BRIEF A ->
Answer these questions about the thread, marking each answer (i), (ii) or (iii):
(i) Which single letter change does the posted code handle?
(ii) What does the program return when an 'a' is inserted?
(iii) What is the name of the function defined in the code?

== == ==

Caesar's Cipher in C

Question

I'm trying to do a program that receives an array of characters as input and each letter is replaced by another. On the following code, I only consider one change ('a'-->'h'), but as soon as the program works for that change, I will implement the others (based, for example in Caesar's Cipher). The thing is that the program compiles successfully, however, when I run it, if I insert an 'a', he return another 'a' (and it was supposed to return an 'h'). What is wrong with the code? Thanks in advance.

#include <stdio.h>

void ciphering (char text[])
{
    int i;

    for (i=0; i!='\0'; i++)
    {
         if (text[i]>='a' && text[i]<='z')
         {
                  if (text[i]=='a')
                      text[i]='h';
         }
    }
}

int main()

== == ==

BRIEF B -> Put everything in the records from the line containing "swan beak above? Mark it with a dot." down to the end of the records into a numbered list. Skip blank lines and leave the pictures out.

== == ==

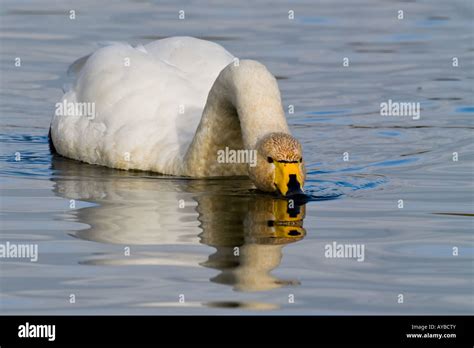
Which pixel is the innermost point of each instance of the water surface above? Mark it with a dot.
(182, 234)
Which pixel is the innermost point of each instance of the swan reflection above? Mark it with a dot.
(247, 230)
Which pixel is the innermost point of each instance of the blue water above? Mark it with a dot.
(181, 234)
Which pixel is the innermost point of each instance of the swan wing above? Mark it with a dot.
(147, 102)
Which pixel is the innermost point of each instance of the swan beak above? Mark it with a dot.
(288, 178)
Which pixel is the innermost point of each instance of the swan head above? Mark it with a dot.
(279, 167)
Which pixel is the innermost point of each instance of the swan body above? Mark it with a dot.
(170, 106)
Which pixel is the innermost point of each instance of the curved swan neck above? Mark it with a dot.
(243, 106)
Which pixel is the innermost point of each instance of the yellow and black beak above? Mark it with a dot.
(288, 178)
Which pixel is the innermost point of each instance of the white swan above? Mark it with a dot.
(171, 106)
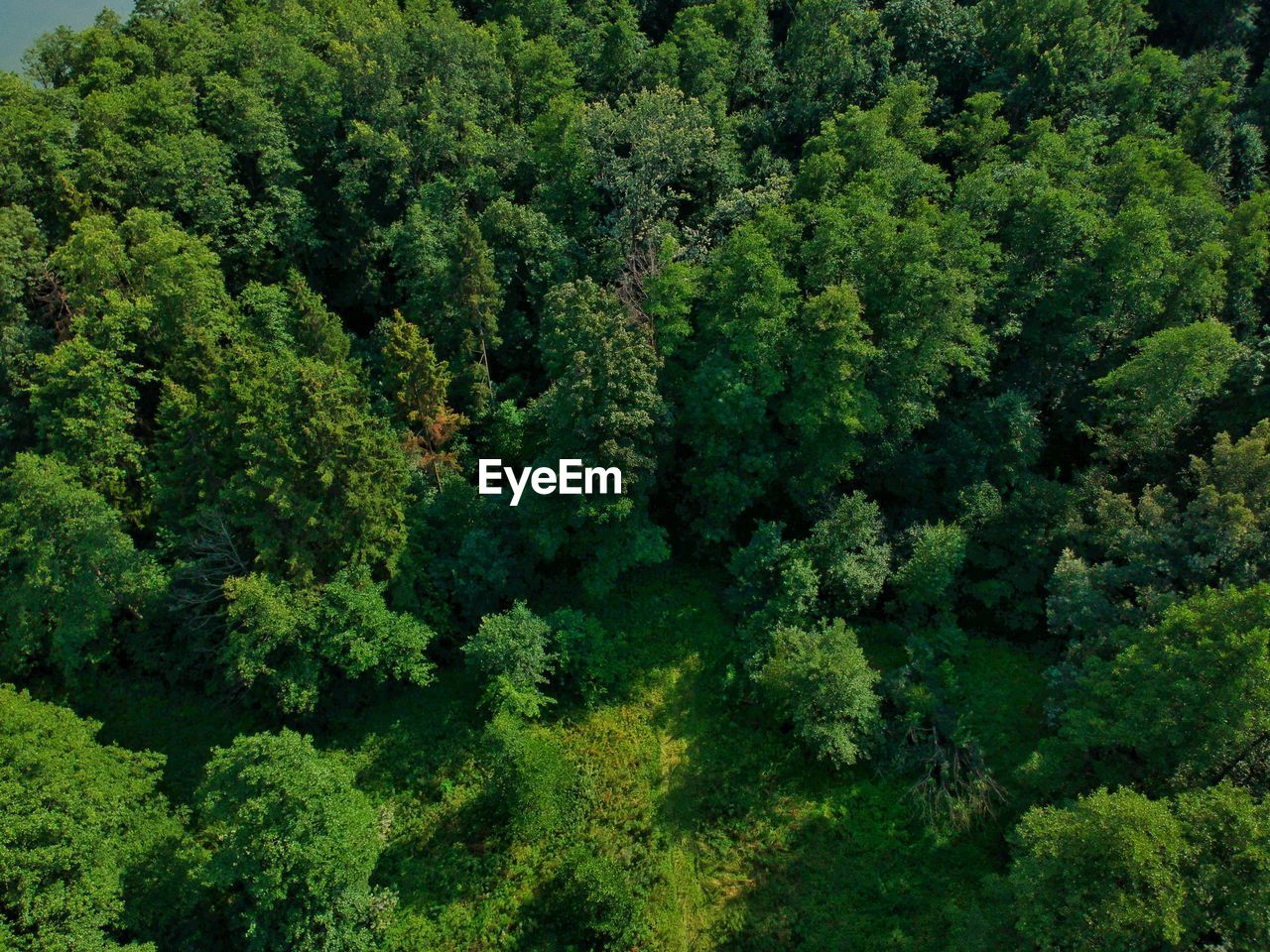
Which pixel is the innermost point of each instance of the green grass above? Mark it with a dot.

== == ==

TASK OUTPUT A ->
(i) It replaces 'a' with 'h'.
(ii) It returns another 'a'.
(iii) The function is named ciphering.

TASK OUTPUT B ->
1. Which pixel is the innermost point of each instance of the swan beak above? Mark it with a dot.
2. (288, 178)
3. Which pixel is the innermost point of each instance of the swan head above? Mark it with a dot.
4. (279, 167)
5. Which pixel is the innermost point of each instance of the swan body above? Mark it with a dot.
6. (170, 106)
7. Which pixel is the innermost point of each instance of the curved swan neck above? Mark it with a dot.
8. (243, 106)
9. Which pixel is the innermost point of each instance of the yellow and black beak above? Mark it with a dot.
10. (288, 178)
11. Which pixel is the innermost point of each instance of the white swan above? Mark it with a dot.
12. (171, 106)
13. Which pixel is the innermost point of each instance of the green grass above? Mark it with a dot.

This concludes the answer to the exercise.